## EXERCISE INPUT
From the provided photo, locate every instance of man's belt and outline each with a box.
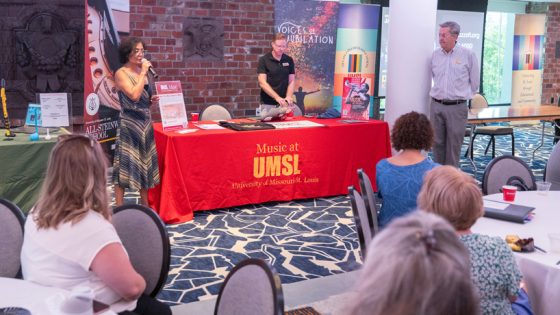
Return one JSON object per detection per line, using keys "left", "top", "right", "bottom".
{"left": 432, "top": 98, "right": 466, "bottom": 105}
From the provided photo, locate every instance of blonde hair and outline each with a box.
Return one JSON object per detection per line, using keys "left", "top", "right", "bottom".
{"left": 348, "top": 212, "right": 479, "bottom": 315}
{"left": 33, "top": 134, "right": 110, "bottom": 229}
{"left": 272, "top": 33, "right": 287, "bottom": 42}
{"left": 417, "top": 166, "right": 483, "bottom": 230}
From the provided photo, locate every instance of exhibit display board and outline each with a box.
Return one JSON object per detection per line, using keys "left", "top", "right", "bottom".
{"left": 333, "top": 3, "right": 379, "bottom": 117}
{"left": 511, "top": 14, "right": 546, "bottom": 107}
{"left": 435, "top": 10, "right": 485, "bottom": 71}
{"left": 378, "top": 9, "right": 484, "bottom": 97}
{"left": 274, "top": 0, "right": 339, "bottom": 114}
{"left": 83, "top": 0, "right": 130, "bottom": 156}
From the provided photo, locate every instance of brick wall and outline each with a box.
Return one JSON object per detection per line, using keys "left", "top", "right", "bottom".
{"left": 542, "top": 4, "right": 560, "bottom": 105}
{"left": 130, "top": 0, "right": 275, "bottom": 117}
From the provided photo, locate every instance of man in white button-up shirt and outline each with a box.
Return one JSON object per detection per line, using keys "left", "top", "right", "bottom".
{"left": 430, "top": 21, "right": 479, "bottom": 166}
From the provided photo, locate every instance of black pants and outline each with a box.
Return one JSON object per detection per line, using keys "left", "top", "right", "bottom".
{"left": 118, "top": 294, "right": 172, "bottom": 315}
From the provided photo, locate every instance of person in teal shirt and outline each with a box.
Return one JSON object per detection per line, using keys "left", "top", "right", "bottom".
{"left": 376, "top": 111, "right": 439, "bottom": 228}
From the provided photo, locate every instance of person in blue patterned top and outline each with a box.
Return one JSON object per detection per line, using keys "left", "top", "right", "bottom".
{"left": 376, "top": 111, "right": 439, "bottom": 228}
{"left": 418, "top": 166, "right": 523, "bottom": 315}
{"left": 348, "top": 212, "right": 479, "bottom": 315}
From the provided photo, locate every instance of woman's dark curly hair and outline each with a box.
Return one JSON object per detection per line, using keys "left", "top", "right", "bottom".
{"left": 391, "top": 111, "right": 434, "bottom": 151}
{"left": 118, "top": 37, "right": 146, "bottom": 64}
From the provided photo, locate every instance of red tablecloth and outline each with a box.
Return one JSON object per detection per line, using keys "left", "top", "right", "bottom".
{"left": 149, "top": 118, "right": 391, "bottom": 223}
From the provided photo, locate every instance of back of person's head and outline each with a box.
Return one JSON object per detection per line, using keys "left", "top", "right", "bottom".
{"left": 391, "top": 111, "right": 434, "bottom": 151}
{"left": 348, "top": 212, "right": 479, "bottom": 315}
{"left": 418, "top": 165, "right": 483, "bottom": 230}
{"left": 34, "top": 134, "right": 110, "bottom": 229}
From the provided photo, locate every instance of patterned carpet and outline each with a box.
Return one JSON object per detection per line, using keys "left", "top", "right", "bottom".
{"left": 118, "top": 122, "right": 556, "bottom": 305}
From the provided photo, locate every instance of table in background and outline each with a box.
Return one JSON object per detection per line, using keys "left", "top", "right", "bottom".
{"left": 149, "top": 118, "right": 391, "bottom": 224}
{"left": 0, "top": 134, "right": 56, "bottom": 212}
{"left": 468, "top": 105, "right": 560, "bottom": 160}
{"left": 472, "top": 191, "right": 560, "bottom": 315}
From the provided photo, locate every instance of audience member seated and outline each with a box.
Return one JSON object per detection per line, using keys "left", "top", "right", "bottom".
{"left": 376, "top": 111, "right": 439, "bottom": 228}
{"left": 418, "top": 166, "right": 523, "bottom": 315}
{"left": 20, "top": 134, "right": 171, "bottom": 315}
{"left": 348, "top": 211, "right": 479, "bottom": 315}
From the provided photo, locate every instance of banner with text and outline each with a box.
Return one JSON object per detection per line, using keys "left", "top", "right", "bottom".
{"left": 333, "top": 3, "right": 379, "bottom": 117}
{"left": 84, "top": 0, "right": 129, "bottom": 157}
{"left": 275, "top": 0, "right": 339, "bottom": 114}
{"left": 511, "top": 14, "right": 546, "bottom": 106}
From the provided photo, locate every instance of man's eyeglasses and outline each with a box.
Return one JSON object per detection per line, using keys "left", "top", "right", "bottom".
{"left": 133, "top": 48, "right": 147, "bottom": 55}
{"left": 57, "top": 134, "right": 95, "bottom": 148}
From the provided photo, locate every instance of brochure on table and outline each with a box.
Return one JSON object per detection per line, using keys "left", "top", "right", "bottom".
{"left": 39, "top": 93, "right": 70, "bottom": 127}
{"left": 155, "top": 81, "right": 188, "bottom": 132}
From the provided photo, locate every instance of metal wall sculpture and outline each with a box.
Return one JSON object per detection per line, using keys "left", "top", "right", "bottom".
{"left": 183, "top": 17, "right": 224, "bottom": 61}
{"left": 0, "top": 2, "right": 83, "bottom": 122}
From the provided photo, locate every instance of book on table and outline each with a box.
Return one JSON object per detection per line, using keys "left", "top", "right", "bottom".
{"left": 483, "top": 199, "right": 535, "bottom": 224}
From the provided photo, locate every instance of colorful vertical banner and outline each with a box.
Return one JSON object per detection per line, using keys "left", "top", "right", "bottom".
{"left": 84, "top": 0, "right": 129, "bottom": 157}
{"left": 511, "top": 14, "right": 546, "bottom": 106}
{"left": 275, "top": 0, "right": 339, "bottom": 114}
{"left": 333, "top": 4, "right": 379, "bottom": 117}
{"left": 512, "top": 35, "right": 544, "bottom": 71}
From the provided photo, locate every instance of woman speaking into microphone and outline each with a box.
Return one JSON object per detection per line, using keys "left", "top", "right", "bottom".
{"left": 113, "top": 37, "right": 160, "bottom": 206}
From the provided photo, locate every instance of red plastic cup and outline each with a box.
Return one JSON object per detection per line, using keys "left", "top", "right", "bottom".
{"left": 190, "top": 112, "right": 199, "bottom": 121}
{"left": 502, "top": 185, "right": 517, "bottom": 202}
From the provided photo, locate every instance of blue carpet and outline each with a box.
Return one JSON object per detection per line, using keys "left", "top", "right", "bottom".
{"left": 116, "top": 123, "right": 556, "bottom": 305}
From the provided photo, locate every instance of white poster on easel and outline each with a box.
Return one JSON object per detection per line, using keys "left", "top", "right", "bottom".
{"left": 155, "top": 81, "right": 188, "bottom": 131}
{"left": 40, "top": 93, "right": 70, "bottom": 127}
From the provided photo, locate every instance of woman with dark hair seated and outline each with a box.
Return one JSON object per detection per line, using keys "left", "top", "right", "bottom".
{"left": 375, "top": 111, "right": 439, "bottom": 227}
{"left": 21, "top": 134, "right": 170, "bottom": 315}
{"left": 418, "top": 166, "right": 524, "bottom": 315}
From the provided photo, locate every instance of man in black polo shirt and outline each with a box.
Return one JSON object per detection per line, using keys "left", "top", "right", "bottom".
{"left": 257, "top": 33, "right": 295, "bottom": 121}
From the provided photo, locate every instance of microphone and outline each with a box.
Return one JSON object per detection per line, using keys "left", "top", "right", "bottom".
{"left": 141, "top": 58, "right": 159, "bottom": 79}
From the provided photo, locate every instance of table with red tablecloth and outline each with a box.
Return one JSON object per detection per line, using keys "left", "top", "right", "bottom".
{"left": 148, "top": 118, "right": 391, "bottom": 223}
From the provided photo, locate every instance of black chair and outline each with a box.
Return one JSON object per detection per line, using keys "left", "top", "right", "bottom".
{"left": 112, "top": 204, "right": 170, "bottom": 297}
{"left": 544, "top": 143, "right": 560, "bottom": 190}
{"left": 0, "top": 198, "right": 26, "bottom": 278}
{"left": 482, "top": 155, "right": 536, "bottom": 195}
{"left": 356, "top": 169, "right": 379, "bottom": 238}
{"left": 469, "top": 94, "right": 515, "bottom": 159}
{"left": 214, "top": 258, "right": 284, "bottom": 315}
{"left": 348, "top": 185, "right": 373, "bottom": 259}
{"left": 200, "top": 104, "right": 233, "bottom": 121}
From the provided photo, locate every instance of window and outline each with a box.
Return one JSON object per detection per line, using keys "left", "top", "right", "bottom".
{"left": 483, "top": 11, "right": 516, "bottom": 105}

--

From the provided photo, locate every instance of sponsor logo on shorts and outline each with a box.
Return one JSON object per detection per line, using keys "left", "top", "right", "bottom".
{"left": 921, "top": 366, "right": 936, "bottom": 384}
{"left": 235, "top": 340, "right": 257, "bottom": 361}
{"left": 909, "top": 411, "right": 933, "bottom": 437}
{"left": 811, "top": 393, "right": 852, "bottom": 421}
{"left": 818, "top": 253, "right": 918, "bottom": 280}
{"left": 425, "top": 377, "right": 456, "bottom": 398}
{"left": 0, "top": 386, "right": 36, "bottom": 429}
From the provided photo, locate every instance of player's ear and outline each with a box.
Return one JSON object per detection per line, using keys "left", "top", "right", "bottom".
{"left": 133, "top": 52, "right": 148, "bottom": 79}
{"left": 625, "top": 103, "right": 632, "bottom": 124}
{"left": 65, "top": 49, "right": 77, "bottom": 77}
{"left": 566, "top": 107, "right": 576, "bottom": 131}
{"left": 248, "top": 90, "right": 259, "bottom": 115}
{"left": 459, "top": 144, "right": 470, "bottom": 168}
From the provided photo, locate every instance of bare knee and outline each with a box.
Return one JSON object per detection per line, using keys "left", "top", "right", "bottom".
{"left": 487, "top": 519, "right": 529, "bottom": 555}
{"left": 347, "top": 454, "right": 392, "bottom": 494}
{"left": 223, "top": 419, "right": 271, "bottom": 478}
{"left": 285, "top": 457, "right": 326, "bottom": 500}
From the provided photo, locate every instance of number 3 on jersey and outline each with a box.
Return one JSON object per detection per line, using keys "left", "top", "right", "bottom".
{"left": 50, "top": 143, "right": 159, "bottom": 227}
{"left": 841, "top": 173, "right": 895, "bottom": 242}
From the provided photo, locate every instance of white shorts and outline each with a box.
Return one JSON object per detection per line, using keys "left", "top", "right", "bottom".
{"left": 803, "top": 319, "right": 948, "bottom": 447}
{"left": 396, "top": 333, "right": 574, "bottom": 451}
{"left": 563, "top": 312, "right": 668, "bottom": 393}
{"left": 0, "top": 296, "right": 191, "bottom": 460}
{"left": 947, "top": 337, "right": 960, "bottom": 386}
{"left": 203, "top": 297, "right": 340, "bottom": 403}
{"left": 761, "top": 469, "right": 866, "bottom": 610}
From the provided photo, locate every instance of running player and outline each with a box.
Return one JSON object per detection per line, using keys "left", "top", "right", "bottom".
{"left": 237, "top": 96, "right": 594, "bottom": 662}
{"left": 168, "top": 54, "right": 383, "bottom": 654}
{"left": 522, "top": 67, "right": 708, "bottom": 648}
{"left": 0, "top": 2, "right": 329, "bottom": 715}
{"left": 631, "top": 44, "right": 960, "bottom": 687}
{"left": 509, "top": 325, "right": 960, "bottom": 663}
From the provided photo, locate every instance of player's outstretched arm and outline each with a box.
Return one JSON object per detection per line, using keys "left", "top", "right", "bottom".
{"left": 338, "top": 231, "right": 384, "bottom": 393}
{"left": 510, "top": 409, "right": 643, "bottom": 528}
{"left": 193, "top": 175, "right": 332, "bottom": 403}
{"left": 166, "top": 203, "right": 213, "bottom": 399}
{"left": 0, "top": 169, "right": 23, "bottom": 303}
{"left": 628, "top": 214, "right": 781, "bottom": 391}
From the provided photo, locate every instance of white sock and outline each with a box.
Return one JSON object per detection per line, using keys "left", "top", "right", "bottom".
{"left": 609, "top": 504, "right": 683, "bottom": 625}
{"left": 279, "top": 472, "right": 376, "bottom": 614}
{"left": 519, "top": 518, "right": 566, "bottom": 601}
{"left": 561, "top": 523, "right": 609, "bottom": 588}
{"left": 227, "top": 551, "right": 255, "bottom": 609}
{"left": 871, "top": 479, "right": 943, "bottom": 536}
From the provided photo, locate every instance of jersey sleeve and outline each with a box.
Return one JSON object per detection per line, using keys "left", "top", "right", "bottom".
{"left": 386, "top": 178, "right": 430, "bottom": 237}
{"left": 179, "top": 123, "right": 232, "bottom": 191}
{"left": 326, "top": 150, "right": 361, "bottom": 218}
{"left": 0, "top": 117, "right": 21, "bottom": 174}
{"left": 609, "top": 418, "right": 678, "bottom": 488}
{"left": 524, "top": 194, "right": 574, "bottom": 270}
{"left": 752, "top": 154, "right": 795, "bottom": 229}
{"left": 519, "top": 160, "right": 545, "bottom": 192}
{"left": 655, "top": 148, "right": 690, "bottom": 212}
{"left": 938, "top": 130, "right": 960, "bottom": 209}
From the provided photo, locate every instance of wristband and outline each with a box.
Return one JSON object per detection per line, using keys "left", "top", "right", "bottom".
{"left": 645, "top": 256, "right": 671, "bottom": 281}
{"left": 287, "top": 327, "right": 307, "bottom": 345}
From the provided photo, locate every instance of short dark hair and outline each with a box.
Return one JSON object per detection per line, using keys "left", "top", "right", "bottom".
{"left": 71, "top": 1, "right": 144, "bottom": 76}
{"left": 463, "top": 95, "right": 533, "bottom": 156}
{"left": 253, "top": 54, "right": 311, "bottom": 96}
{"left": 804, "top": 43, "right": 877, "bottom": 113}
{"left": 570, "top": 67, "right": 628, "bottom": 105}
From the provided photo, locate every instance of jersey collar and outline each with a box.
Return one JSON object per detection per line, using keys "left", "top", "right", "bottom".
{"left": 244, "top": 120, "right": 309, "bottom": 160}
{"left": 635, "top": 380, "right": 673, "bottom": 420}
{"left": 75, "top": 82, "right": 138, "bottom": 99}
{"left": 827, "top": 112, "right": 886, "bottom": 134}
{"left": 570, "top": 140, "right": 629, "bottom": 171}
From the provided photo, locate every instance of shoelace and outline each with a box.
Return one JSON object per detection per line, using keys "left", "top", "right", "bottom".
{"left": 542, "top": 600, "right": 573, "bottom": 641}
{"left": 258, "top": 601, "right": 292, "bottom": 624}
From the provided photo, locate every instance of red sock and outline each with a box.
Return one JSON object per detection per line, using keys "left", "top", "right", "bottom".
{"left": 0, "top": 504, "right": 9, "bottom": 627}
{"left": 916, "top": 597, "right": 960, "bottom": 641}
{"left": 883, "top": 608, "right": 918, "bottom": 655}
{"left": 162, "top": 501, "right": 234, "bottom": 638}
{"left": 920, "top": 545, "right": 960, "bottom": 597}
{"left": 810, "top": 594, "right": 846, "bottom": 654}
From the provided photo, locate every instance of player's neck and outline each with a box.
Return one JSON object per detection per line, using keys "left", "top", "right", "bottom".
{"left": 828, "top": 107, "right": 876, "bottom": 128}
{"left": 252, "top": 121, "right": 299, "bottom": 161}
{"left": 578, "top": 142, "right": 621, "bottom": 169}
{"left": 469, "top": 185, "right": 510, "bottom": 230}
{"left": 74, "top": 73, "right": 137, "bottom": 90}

## PROBLEM STATEMENT
Of the lines above, output exactly those from the line bearing "From the provided photo, locate every instance of black pants" through the line bearing "From the provided photo, locate every instance of woman's", inclusive.

## WORKED SOLUTION
From the provided photo, locate every instance of black pants and outline each with a box.
Return one JSON object per detection per line, using keys "left", "top", "right", "bottom".
{"left": 118, "top": 294, "right": 172, "bottom": 315}
From the provided photo, locate every instance of person in teal shirt and outline each with a box.
Return one JSON object per detection per line, using keys "left", "top", "right", "bottom".
{"left": 376, "top": 111, "right": 439, "bottom": 228}
From the provided photo, locate every instance of person in blue patterned top and outline each with a box.
Return one JSON object per detection per line, using keys "left", "top", "right", "bottom".
{"left": 376, "top": 111, "right": 439, "bottom": 228}
{"left": 418, "top": 166, "right": 523, "bottom": 315}
{"left": 348, "top": 212, "right": 479, "bottom": 315}
From the provided photo, locate every instance of woman's dark curly hair and outline each with a box.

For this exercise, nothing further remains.